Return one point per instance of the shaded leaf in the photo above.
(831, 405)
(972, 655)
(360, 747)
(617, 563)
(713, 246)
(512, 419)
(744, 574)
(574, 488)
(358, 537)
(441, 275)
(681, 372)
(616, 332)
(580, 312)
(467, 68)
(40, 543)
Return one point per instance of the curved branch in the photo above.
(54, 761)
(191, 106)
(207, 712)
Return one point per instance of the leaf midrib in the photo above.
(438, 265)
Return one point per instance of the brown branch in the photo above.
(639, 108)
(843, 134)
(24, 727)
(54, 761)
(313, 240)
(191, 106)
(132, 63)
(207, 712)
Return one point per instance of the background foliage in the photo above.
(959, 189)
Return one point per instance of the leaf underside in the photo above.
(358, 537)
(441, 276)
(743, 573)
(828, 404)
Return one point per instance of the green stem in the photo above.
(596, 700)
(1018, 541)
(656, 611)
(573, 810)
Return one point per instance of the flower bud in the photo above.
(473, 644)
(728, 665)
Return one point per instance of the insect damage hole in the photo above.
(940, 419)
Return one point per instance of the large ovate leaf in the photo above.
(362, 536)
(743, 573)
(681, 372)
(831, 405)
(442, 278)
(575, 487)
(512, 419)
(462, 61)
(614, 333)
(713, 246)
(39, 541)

...

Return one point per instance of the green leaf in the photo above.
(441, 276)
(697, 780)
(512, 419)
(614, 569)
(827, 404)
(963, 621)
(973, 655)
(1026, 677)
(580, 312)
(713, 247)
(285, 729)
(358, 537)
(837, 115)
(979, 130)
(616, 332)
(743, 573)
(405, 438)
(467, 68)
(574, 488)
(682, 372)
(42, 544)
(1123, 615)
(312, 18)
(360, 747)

### Exercise prompt
From the lines above, copy out each one that contains the word "green". Case matters.

### Output for this exercise
Return one point per instance of the green stem in the photo above.
Return one point per instance of the green leaf in the photo above.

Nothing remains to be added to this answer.